Output every line of the material below as a numbered list, skipping blank lines and leaving out the pictures.

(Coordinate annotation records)

###

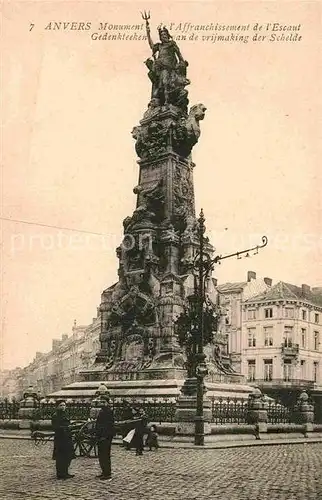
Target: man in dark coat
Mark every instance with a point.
(104, 430)
(63, 444)
(140, 430)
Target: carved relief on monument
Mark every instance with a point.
(133, 348)
(135, 306)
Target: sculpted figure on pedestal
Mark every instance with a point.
(167, 69)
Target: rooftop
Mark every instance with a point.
(287, 291)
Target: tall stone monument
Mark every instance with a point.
(139, 353)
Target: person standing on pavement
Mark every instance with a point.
(140, 430)
(104, 430)
(63, 444)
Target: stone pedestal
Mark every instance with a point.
(186, 407)
(305, 412)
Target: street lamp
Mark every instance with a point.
(195, 326)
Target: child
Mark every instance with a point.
(152, 439)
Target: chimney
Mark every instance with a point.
(251, 276)
(55, 344)
(306, 289)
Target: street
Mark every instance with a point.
(282, 472)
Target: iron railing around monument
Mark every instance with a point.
(234, 411)
(223, 410)
(8, 409)
(228, 410)
(279, 414)
(156, 410)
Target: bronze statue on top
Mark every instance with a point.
(167, 70)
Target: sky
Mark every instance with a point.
(69, 105)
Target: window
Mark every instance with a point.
(268, 336)
(268, 369)
(251, 314)
(288, 336)
(303, 369)
(303, 338)
(289, 312)
(251, 337)
(287, 370)
(251, 370)
(316, 341)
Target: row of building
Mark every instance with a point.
(273, 333)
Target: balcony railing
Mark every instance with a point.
(289, 349)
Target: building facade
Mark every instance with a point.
(273, 333)
(231, 298)
(281, 338)
(48, 372)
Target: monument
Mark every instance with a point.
(140, 354)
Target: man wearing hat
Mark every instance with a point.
(104, 430)
(63, 444)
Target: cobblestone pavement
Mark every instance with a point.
(282, 472)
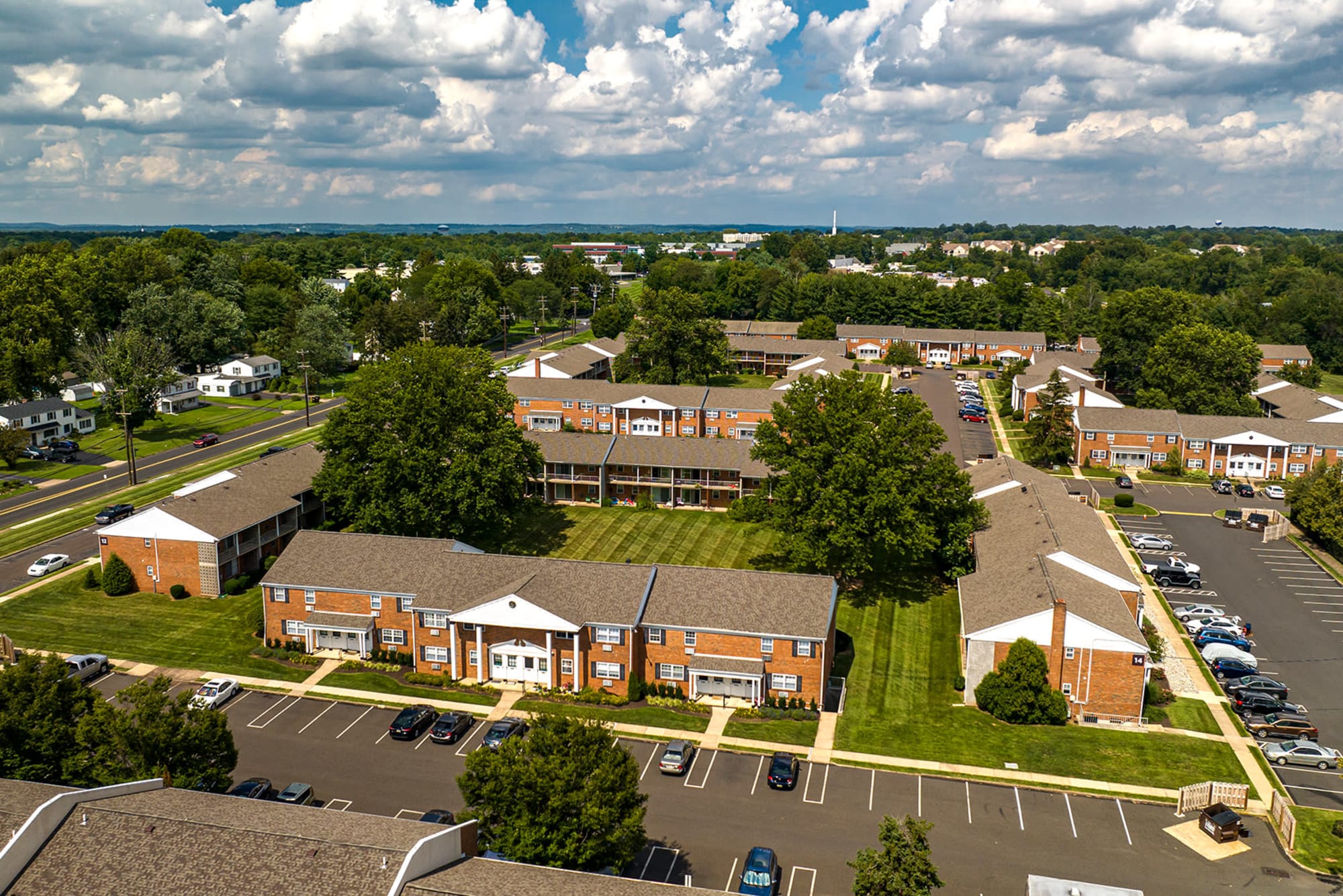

###

SOLUTION TO THE PROBLEM ->
1. Target: man in dark coat
2. Mark every instance with a point.
3. (104, 430)
4. (63, 444)
5. (140, 430)
6. Target: carved relief on monument
7. Mark every instance with a point.
8. (133, 348)
9. (135, 306)
10. Target: sculpted figure on pedestal
11. Mark every instance with a point.
12. (167, 69)
13. Target: rooftop
14. Mark every instance with a point.
15. (287, 291)
16. Target: tall stone monument
17. Mark every instance with a point.
18. (139, 353)
19. Target: person standing on pavement
20. Mark every instance with a point.
21. (140, 430)
22. (104, 430)
23. (63, 444)
24. Target: stone pedestal
25. Mark every instance with a point.
26. (186, 407)
27. (305, 412)
28. Target: street lamp
29. Mark every instance with a point.
30. (195, 326)
31. Target: child
32. Mark every instance with a point.
33. (152, 439)
34. Target: chimney
35. Mark every instance with a point.
36. (251, 276)
37. (55, 344)
38. (306, 289)
39. Target: street
40. Mark every instance with a point.
41. (282, 472)
42. Target: iron railing around monument
43. Mark every instance with a point.
44. (234, 411)
45. (223, 410)
46. (8, 409)
47. (228, 410)
48. (279, 414)
49. (156, 410)
50. Target: bronze statue on top
51. Mark every instance with a point.
52. (167, 70)
53. Target: sky
54. Mark every instance with a point.
55. (69, 105)
56. Target: window
57. Mark every instance with a point.
58. (268, 336)
59. (268, 369)
60. (251, 314)
61. (288, 336)
62. (303, 369)
63. (303, 338)
64. (289, 312)
65. (251, 337)
66. (287, 370)
67. (251, 370)
68. (316, 341)
69. Target: row of building
70. Mark every instance with a point.
71. (273, 333)
72. Target: balcony railing
73. Mark every instance with a point.
74. (289, 349)
75. Target: building facade
76. Mark every instance with a point.
77. (273, 333)
78. (231, 298)
79. (281, 338)
80. (48, 372)
81. Target: monument
82. Mark every instance with a point.
83. (140, 354)
84. Target: man wearing hat
85. Mark every instance with a point.
86. (104, 430)
87. (63, 444)
88. Target: cobblestone pavement
89. Mark every instance with a point.
90. (282, 472)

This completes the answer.